[[ Provided data open ]]

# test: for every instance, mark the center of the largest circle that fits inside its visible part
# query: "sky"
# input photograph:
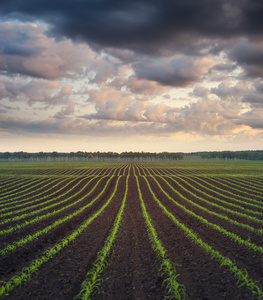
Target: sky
(141, 75)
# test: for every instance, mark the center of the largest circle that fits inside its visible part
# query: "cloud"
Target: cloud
(140, 25)
(249, 55)
(179, 71)
(26, 50)
(33, 91)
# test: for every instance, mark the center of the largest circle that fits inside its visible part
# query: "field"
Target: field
(179, 230)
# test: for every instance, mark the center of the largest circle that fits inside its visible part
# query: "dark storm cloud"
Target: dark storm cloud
(249, 56)
(141, 25)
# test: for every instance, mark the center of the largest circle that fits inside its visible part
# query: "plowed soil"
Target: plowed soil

[[ Provided data closed ]]

• **Task description**
The records above are to be copied exactly, with no pictures carried over.

• **Exercise output**
# test: for every instance, mark the center of the largest circle that fits inside its visible part
# query: "sky"
# input photograph:
Target: sky
(141, 75)
# test: for every instance, mark the center of the largest circle that fits inside its visible part
# query: "cloud"
Target: cloud
(140, 25)
(249, 55)
(179, 71)
(26, 50)
(33, 91)
# test: for every instance, mark the center of the largest circle that fits inside its visible part
# query: "field"
Target: field
(179, 230)
# test: for every instance, mark the center of the largest circle that fits inside its visible part
# query: "dark storm cloud"
Target: dark storm cloud
(249, 56)
(141, 25)
# test: for every instance, mark the center of the largest circle that fits inside its visible part
# query: "plowed soil"
Target: plowed soil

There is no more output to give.